Top of PROVIDED PASSAGE

Gun violence and gun control are currently among the most pressing issues facing Americans. And while a great deal of attention is focused around regulating access to guns overall, far less attention is paid to another critical, more specific issue: the millions of firearms that are already in the homes of aging Americans who may be suffering from dementia and other forms of cognitive decline. Here’s a closer look.
“He Didn’t Understand”
U.S. News & World Report recently shared the story of 75-year-old Dee Hill, who was shot by her husband Darrell Hill, a former police officer and county sheriff. At age 76, the lawman, who used a wheelchair, was suffering from a rapidly-progressing form of dementia. Dee told the dispatcher in her desperate 911 call, “My husband actually shot me. In the stomach, and he can’t talk...please. He didn’t understand.”
After seven weeks in the hospital, Dee survived. But countless other people stand to suffer the same—if not worse—fates due to the preponderance of guns in the hands of people with declining mental faculties.
Shining the Light
According to a 2017 Pew Research Center survey, 45 percent of people over the age of 65 have guns in their households. Factor in the gun violence kills nearly 100 people every day in the US, and the potential for disaster is clear. According to one analysis by government officials, 54,000 of Washington state’s one million-plus senior residents have both cognitive decline and access to weapons. Multiplied across the entire country and the massive aging population, and the figures become even more alarming.
The implications of the situation are still being discovered, but according to a Kaiser Health News investigation, there have been at least 15 homicides and 60 suicides since 2012 committed by people with dementia. Experts say the numbers are likely much higher than this, but no one is tracking them. Nor do they account for incidents in which people with dementia merely brandished guns at unsuspecting others.
Says US News & World Report, “The shooters often acted during bouts of confusion, paranoia, delusion or aggression—common symptoms of dementia. They killed people closest to them—their caretaker, wife, son or daughter. They shot at people they happened to encounter—a mailman, a police officer, a train conductor. At least four men with dementia who brandished guns were fatally shot by police. In cases where charges were brought, many assailants were deemed incompetent to stand trial.”
A Growing Issue
According to a study published in the Annals of Internal Medicine, the number of people with dementia living with firearms in their homes may skyrocket as high as 11.8 million by the year 2050. Says researcher Emmy Betz of these predictions, “You can’t just pretend it’s not going to come up. It’s going to be an issue.”

Bottom of PROVIDED PASSAGE

In the article on guns and dementia, what share of people over 65 have guns in their households, according to the 2017 Pew Research Center survey?

Top of DATA UNDER STUDY

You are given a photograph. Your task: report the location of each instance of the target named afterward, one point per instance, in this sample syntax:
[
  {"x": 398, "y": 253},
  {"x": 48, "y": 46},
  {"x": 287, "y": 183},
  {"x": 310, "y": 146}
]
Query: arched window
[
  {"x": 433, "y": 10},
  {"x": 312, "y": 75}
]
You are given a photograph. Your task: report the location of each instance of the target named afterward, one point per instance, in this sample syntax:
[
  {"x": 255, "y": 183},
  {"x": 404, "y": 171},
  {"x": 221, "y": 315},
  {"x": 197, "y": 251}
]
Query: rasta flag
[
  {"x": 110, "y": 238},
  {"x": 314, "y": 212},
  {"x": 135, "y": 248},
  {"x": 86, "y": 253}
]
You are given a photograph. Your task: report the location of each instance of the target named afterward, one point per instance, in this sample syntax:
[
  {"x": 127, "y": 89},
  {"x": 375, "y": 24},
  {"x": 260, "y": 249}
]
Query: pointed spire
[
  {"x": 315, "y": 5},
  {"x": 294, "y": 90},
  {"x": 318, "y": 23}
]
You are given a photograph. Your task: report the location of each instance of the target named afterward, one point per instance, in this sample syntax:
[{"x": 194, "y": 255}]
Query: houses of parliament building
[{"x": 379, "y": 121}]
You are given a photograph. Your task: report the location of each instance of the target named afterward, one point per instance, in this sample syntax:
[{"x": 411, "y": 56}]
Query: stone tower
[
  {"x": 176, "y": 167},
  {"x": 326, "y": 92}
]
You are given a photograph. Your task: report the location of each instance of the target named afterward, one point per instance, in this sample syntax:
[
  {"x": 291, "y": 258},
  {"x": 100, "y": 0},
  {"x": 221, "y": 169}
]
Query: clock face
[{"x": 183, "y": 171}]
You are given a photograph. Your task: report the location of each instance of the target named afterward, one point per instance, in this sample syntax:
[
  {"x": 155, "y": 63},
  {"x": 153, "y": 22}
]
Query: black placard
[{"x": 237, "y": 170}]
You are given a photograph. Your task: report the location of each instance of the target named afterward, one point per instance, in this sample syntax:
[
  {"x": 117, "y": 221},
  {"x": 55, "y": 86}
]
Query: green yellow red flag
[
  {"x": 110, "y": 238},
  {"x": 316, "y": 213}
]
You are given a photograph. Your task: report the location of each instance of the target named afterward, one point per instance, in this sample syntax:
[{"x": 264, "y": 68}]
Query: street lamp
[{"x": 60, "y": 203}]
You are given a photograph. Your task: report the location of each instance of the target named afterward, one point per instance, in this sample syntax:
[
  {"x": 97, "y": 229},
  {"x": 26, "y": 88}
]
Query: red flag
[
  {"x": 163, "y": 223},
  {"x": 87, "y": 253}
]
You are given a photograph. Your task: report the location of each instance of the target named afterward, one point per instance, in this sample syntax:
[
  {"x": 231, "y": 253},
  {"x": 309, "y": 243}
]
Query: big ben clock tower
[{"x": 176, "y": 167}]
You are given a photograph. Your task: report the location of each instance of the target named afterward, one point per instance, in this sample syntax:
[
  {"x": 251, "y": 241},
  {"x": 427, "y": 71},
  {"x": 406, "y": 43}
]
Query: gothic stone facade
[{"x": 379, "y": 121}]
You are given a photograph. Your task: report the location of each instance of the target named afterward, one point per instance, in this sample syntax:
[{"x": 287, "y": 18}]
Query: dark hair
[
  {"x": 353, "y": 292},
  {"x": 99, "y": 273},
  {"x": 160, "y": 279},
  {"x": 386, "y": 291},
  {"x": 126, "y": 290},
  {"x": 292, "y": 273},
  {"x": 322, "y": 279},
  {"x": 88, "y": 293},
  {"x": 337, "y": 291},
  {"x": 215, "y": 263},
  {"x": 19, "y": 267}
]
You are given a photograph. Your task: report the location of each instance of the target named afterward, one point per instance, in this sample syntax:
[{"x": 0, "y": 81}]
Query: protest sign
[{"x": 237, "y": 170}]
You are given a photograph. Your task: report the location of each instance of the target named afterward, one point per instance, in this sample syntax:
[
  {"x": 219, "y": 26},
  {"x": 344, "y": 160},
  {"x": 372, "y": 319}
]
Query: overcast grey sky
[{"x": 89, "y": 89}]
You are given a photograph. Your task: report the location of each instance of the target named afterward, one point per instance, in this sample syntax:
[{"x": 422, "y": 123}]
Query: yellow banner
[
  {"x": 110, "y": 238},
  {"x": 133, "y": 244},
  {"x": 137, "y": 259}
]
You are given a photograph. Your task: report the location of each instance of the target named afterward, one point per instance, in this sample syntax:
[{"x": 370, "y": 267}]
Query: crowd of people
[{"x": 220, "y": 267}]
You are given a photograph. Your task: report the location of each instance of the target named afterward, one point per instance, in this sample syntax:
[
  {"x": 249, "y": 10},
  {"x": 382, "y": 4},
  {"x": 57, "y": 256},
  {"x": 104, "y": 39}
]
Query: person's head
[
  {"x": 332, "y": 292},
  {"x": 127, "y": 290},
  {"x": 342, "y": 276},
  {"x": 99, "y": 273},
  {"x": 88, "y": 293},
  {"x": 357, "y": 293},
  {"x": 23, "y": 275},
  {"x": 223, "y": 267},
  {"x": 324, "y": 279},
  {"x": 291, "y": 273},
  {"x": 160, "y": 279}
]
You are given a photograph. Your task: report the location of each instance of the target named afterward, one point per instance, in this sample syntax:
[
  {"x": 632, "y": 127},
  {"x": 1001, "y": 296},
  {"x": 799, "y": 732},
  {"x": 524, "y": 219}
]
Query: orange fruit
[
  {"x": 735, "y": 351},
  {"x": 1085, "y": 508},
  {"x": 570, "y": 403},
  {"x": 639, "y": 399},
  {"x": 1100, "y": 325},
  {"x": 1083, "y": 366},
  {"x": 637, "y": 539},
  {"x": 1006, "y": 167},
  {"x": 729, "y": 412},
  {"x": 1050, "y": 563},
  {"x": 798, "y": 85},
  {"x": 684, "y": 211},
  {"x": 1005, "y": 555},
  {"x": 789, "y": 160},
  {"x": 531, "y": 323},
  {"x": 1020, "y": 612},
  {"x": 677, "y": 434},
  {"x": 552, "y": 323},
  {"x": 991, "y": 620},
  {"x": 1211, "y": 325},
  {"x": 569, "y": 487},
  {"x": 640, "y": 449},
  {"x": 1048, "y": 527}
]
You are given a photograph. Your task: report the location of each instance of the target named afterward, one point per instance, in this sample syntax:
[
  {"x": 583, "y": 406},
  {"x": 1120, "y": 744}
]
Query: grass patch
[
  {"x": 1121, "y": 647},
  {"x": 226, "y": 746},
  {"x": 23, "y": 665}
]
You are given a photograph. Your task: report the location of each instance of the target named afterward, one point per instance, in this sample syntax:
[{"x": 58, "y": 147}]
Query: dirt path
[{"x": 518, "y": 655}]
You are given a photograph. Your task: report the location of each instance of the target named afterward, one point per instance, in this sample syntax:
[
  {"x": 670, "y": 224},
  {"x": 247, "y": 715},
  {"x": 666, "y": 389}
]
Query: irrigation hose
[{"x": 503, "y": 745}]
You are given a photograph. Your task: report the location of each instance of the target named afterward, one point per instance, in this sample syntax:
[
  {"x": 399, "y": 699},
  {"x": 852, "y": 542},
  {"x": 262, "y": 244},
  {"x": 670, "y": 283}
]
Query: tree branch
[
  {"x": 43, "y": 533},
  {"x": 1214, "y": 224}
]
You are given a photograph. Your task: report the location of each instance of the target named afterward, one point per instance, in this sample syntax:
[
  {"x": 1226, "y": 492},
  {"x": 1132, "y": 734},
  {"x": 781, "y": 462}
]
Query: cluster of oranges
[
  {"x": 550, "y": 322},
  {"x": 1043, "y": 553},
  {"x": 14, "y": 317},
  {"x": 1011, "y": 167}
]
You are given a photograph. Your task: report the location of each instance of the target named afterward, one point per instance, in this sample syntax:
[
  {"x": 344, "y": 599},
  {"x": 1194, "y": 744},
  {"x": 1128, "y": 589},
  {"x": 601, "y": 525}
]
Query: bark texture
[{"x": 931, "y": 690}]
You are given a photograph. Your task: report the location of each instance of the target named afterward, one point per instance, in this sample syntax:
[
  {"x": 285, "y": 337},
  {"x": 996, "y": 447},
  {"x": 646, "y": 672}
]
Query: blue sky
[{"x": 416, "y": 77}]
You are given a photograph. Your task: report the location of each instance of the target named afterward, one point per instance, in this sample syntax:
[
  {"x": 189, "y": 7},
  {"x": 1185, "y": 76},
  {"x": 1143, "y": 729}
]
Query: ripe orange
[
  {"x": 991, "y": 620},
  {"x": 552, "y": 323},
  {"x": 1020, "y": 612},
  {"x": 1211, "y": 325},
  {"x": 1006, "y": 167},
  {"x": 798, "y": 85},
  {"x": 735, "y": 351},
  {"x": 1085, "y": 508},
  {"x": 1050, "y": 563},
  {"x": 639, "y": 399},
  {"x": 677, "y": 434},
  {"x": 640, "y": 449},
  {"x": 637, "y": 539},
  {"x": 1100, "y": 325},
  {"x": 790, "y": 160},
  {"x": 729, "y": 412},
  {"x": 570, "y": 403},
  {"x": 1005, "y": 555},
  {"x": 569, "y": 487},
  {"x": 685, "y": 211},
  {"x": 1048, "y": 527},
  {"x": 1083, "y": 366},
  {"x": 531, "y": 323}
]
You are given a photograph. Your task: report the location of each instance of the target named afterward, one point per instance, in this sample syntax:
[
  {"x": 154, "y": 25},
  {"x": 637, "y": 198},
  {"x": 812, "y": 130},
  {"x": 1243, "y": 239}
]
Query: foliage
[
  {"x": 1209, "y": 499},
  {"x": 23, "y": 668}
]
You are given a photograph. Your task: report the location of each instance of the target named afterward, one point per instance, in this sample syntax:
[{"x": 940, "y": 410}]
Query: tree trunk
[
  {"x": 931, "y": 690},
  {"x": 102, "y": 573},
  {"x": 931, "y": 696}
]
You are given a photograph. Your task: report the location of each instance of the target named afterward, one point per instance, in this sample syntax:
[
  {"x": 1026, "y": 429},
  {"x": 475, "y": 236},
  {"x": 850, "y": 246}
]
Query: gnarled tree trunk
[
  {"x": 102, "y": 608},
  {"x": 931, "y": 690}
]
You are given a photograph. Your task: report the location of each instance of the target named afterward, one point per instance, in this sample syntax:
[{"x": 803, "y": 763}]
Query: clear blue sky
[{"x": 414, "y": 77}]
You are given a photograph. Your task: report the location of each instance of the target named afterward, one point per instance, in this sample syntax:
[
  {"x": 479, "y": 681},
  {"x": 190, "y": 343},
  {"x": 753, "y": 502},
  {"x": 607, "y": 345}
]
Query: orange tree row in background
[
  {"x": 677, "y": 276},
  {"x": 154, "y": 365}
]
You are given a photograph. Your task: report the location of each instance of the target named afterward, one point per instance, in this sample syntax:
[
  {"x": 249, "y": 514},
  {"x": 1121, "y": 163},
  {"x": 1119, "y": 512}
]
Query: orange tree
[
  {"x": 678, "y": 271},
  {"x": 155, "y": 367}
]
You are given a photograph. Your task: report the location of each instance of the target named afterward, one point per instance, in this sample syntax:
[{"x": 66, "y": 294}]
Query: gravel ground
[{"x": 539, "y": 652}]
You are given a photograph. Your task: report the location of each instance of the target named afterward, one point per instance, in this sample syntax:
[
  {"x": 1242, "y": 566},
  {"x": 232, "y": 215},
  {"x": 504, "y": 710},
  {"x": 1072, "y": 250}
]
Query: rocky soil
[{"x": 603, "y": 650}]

Bottom of DATA UNDER STUDY

* **TASK ANSWER**: 45 percent